Record excerpts:
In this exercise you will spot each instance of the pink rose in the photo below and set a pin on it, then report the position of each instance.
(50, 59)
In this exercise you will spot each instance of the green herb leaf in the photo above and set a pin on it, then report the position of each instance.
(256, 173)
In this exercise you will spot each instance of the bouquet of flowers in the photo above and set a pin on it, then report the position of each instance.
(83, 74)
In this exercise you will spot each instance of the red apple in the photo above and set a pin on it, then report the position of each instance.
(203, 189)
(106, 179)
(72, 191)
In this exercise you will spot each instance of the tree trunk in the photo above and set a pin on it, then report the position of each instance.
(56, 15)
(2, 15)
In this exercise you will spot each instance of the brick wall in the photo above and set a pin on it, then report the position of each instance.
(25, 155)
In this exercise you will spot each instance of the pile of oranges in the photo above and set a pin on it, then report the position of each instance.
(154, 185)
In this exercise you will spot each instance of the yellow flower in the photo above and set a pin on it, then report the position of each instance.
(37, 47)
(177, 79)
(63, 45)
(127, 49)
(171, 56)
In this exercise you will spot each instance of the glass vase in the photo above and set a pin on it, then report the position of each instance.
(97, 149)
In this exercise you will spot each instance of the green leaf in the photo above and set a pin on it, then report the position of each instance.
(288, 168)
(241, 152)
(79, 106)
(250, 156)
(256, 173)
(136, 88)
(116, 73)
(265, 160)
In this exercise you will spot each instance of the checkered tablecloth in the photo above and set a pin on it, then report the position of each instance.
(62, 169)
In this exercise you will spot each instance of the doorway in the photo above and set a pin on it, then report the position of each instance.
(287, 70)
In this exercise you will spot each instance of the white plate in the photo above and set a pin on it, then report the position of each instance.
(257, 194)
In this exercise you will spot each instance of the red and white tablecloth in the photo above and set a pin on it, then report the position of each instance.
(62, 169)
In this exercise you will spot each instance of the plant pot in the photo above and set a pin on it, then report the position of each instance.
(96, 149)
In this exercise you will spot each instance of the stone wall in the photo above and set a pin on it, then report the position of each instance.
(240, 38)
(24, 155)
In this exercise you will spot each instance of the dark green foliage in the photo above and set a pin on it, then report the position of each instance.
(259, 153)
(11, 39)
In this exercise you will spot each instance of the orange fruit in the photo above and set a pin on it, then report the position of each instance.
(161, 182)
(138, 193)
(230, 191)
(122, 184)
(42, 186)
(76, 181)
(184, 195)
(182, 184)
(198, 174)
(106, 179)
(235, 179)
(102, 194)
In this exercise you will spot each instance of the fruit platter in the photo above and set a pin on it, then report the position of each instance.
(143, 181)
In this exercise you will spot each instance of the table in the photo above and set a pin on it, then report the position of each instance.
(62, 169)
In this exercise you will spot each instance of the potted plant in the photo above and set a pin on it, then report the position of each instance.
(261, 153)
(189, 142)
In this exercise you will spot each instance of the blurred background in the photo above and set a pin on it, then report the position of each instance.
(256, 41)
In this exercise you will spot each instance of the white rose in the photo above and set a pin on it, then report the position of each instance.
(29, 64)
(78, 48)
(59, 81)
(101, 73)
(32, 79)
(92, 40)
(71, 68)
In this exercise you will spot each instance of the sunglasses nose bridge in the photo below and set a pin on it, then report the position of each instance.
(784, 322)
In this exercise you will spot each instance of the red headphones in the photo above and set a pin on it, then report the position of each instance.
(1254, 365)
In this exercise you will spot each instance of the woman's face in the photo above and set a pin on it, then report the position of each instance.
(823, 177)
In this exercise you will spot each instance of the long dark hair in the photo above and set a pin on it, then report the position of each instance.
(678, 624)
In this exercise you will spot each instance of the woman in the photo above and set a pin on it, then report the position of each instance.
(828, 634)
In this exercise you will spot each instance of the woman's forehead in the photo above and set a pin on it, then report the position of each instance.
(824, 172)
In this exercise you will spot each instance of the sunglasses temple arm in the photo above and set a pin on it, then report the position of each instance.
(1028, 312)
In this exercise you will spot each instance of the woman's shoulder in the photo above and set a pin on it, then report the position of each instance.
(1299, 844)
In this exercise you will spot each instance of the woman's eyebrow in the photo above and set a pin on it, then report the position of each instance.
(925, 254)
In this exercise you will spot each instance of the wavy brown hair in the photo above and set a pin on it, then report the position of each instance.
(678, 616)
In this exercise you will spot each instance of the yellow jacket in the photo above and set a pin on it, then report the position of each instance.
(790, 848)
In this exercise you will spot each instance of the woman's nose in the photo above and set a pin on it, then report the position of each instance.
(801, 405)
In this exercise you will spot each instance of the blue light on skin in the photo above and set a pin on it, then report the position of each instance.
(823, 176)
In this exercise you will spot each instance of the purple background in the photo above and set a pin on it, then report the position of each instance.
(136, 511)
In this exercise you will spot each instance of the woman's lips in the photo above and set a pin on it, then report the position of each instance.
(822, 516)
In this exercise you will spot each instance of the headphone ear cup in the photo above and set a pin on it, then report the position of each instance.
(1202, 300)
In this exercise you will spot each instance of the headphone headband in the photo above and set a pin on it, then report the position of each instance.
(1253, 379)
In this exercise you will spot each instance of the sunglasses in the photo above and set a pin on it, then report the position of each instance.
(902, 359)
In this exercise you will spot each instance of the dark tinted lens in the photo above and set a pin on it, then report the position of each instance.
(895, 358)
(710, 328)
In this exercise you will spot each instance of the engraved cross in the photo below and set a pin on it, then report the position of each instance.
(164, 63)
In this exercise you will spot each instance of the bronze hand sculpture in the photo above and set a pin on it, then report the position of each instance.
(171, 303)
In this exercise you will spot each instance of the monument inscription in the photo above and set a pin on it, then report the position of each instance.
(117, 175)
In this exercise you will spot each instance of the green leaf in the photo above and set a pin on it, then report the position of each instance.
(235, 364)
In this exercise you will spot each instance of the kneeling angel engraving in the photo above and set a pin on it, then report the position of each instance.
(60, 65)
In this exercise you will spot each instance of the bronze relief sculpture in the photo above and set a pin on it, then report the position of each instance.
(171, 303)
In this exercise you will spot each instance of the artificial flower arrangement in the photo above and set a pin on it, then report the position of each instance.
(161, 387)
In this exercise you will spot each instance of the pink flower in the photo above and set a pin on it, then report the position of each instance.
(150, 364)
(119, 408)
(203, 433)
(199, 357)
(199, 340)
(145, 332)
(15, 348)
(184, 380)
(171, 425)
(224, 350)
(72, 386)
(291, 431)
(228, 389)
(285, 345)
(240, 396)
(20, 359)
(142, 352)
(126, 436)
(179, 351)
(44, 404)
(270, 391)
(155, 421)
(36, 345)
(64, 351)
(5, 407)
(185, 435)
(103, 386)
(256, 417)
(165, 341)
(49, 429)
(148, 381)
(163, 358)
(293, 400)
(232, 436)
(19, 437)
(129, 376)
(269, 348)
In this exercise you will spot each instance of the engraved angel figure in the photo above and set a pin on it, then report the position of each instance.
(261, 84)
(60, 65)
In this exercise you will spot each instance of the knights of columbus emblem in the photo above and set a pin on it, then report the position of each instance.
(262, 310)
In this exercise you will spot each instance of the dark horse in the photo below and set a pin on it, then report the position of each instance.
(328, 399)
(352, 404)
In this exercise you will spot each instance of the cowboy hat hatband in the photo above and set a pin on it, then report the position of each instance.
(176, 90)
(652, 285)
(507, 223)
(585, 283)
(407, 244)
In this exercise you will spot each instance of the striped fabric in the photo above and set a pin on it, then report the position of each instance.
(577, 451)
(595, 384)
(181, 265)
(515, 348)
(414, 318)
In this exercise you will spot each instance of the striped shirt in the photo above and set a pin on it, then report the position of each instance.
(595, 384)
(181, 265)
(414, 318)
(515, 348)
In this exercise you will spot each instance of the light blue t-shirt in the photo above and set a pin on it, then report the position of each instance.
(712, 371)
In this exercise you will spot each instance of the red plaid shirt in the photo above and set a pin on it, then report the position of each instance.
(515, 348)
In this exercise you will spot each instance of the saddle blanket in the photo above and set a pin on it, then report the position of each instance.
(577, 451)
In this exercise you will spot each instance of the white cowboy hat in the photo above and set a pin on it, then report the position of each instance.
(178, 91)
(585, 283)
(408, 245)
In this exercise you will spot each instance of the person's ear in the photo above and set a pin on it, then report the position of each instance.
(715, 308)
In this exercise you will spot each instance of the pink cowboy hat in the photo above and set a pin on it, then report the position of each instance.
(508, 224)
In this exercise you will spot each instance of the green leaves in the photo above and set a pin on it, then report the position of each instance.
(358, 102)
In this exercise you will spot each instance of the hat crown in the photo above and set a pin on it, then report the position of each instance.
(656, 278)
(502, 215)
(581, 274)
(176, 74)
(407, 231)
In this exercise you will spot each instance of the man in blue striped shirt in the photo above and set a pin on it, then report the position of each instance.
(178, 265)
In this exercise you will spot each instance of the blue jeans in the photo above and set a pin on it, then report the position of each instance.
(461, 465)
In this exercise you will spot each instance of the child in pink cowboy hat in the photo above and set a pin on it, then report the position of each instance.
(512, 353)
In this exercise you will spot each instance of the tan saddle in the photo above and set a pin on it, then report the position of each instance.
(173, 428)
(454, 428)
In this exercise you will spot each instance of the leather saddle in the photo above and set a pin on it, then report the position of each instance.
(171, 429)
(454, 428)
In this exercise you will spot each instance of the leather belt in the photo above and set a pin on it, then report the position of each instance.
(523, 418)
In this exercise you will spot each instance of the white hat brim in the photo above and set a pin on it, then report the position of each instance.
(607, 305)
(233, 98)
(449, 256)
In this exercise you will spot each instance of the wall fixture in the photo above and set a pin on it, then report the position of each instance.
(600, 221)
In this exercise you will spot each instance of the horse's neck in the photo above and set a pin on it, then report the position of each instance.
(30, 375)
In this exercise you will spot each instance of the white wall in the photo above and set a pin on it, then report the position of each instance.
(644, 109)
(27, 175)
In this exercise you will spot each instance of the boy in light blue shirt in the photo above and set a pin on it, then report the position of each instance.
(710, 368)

Goal: Arrange everything in the records from the line containing "the red headphones" down to the line containing "(1299, 844)", both included, as a numbered list, leaving out any blank lines.

The answer:
1. In this exercise you will spot each instance of the red headphones in the photo above and set a pin on it, then report the position of each instance.
2. (1254, 365)
3. In this exercise you will spot each instance of the woman's face in the photo above and set a pin on it, then report the position of each instance.
4. (823, 177)
5. In this exercise you will spot each instance of the long dark hair in the photo above and set a pin on it, then report the position of each instance.
6. (678, 624)
7. In this exercise you will spot each instance of the woman in the photo above and set a pin on it, then report the position of each instance.
8. (828, 634)
9. In this exercise you will spot each instance of the woman's forehead in the photo above and set a pin on it, then report the position of each instance.
10. (824, 172)
11. In this exercise you will spot each instance of the sunglasses temple arm in the photo above and set a pin on it, then report the position of each instance.
12. (1028, 312)
13. In this exercise you will spot each instance of the woman's shoulder in the photo above and set a pin on it, then report the position of each instance.
14. (1299, 844)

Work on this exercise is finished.